AUSZUG.
STANDARD: Es fehlt an Strategie?

Kramer: Manche Länder Europas haben nationale Strategien für die Epoche der Alterung entwickelt. Österreich nicht. Hier stellte man stattdessen die Frage: "Wir altern – na und?" im Sinne von "Wo ist da ein Problem?". Eine Gesellschaft kann vorbereitet sein, auch wenn sicher die Zukunft Überraschungen bereithält. Noch immer möchte die österreichische Politik signalisieren: "Die Pensionen sind sicher, keine unnötige Unruhe!" Wenn es um die Zukunft geht, ist grundsätzlich nichts sicher, auch nicht die Pensionen, schon gar nicht, wenn nicht gesagt wird, in welcher Höhe. Gleichzeitig werden in knapper Folge "Pensionsreformen" präsentiert und behauptet, sie hielten für Generationen. Die Bevölkerung ist längst beunruhigt, jüngere resignieren bereits. Es geht auch nicht nur um Pensionen, die Veränderungen erfassen alle Bereiche des Lebens.

STANDARD: Was hat Sie zur Gründung der ÖPIA bewogen?

BEREITGESTELLTES MATERIAL.
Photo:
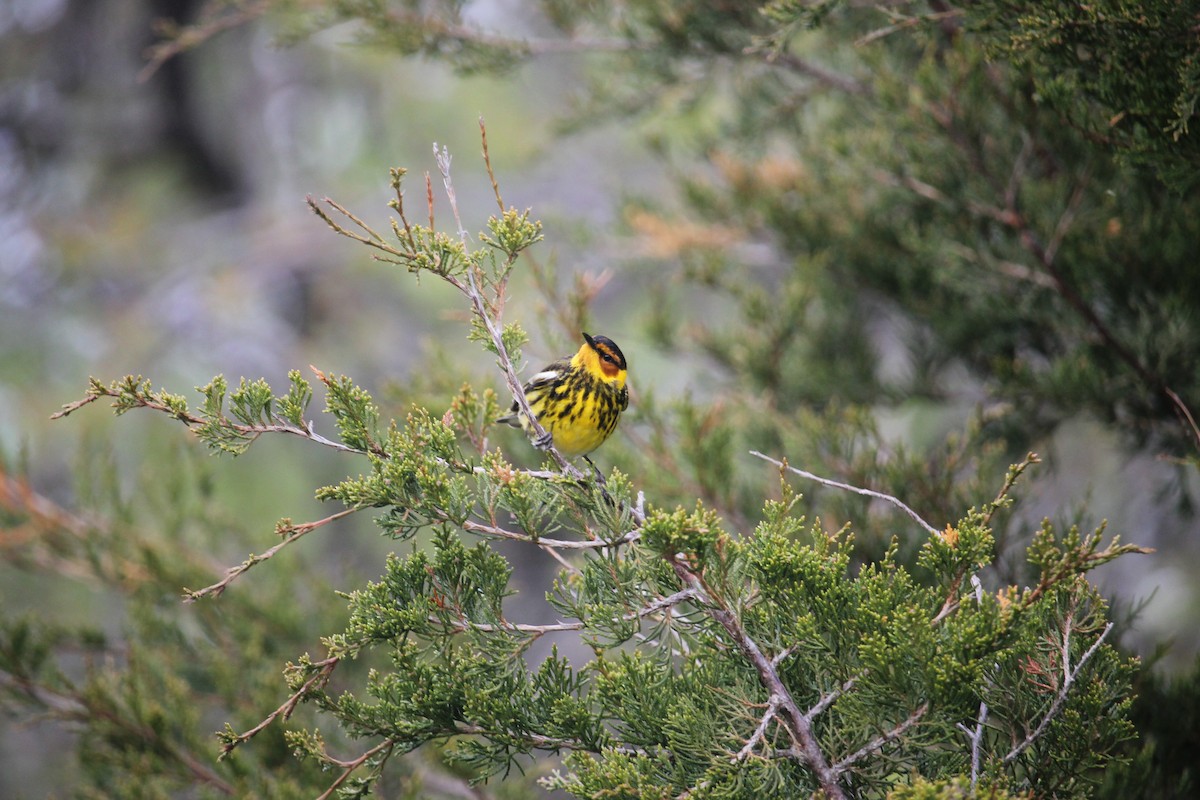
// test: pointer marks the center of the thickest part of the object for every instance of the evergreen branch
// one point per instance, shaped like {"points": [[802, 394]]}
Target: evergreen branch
{"points": [[557, 543], [291, 533], [1011, 477], [487, 164], [85, 705], [130, 394], [540, 741], [462, 624], [808, 68], [443, 160], [348, 768], [510, 374], [760, 732], [847, 487], [181, 38], [882, 739], [805, 747], [373, 240], [234, 739], [1068, 679], [828, 699]]}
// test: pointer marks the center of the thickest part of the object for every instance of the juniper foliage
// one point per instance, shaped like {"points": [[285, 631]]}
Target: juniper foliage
{"points": [[705, 661]]}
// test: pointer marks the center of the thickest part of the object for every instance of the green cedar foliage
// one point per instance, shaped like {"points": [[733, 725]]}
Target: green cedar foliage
{"points": [[689, 659]]}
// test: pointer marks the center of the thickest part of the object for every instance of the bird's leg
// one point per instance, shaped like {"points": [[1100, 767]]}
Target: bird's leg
{"points": [[600, 481]]}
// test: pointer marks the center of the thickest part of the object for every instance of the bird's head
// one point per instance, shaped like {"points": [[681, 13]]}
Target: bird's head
{"points": [[603, 359]]}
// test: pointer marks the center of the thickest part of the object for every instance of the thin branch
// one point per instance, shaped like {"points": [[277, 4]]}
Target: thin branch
{"points": [[84, 707], [510, 374], [1068, 680], [443, 157], [557, 543], [760, 732], [805, 747], [193, 420], [285, 711], [292, 534], [179, 40], [882, 739], [349, 767], [661, 603], [487, 164], [837, 485], [828, 699], [976, 737]]}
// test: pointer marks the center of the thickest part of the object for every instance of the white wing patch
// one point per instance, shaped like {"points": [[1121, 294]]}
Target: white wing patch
{"points": [[544, 378]]}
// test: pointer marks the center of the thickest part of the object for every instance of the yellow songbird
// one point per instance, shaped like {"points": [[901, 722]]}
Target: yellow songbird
{"points": [[579, 400]]}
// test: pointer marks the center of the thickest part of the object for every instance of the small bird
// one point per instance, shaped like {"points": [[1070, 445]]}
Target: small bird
{"points": [[577, 400]]}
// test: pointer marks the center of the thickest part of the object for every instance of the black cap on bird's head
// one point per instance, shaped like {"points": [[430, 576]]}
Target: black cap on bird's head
{"points": [[606, 349]]}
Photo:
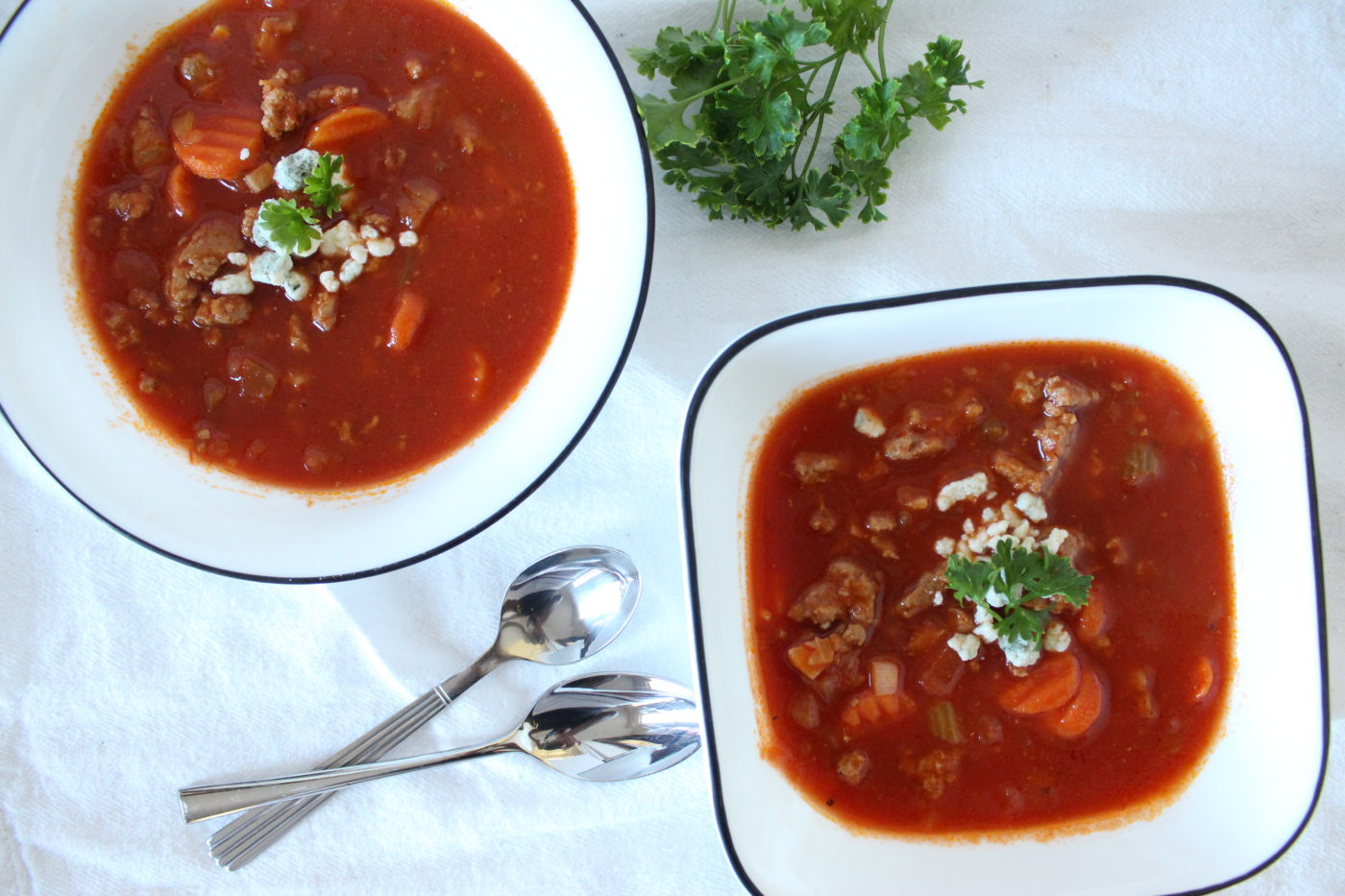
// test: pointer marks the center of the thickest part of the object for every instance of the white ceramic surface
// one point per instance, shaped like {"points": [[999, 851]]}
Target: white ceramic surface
{"points": [[57, 60], [1261, 777]]}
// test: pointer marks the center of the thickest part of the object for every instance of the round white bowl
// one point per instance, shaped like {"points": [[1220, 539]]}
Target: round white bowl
{"points": [[1259, 784], [60, 61]]}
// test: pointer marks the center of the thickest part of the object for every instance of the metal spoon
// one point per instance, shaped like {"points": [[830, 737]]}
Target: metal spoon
{"points": [[560, 610], [609, 727]]}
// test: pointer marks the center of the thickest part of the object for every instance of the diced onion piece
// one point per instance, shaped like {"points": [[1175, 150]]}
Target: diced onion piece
{"points": [[887, 677]]}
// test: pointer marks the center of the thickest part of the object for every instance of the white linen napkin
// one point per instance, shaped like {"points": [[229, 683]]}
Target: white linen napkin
{"points": [[1190, 138]]}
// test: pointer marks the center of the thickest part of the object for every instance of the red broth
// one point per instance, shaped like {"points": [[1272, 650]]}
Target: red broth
{"points": [[869, 711], [407, 361]]}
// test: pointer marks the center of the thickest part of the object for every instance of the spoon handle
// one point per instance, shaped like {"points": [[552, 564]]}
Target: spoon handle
{"points": [[211, 801], [242, 839]]}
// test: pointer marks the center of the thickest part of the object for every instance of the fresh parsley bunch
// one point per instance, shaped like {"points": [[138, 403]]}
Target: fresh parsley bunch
{"points": [[1021, 576], [757, 93]]}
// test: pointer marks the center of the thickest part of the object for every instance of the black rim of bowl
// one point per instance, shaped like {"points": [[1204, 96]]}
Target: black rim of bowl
{"points": [[753, 335], [517, 499]]}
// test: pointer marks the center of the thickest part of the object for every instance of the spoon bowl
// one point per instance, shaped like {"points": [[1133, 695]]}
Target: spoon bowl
{"points": [[612, 727], [608, 727], [568, 606], [558, 610]]}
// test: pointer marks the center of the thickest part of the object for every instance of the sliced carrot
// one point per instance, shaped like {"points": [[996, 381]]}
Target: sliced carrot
{"points": [[868, 707], [811, 657], [1083, 711], [1052, 684], [179, 193], [1092, 619], [347, 123], [218, 145], [407, 318], [1204, 680]]}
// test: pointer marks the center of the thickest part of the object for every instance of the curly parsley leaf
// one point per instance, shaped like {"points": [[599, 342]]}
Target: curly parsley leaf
{"points": [[1018, 576], [746, 103], [853, 23], [289, 227], [323, 187]]}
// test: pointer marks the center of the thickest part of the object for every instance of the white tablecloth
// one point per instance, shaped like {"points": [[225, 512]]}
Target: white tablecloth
{"points": [[1201, 138]]}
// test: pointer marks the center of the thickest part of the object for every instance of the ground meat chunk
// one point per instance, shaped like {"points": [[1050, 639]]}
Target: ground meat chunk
{"points": [[379, 222], [849, 591], [920, 594], [249, 221], [421, 105], [222, 311], [134, 202], [197, 73], [853, 767], [148, 141], [332, 96], [1064, 395], [199, 254], [937, 770], [931, 429], [814, 469], [1025, 390], [273, 31], [121, 323], [914, 446], [325, 311], [281, 109], [1019, 473], [1053, 436]]}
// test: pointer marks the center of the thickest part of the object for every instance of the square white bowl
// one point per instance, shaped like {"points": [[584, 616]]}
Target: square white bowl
{"points": [[1260, 781], [61, 61]]}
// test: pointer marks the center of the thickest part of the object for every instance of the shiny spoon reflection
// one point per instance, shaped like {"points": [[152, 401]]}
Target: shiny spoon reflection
{"points": [[607, 727], [560, 610]]}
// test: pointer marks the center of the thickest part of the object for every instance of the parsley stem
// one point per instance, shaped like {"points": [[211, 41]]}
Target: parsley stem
{"points": [[820, 113], [709, 90], [883, 40]]}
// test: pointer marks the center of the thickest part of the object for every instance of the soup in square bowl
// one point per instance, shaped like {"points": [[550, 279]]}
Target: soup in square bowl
{"points": [[991, 588]]}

AUFGABE 1. Gib aus dem Auszug alles von „STANDARD: Es fehlt“ bis hinunter zu „Bereiche des Lebens.“ unverändert aus.
AUFGABE 2. Übersetze den Satz „Eine Gesellschaft kann vorbereitet sein, auch wenn sicher die Zukunft Überraschungen bereithält.“ aus dem Auszug ins Englische.
Die Liste wird hier nicht gebraucht.

LÖSUNG 1.
STANDARD: Es fehlt an Strategie?

Kramer: Manche Länder Europas haben nationale Strategien für die Epoche der Alterung entwickelt. Österreich nicht. Hier stellte man stattdessen die Frage: "Wir altern – na und?" im Sinne von "Wo ist da ein Problem?". Eine Gesellschaft kann vorbereitet sein, auch wenn sicher die Zukunft Überraschungen bereithält. Noch immer möchte die österreichische Politik signalisieren: "Die Pensionen sind sicher, keine unnötige Unruhe!" Wenn es um die Zukunft geht, ist grundsätzlich nichts sicher, auch nicht die Pensionen, schon gar nicht, wenn nicht gesagt wird, in welcher Höhe. Gleichzeitig werden in knapper Folge "Pensionsreformen" präsentiert und behauptet, sie hielten für Generationen. Die Bevölkerung ist längst beunruhigt, jüngere resignieren bereits. Es geht auch nicht nur um Pensionen, die Veränderungen erfassen alle Bereiche des Lebens.

LÖSUNG 2. A society can be prepared, even if the future is sure to hold surprises.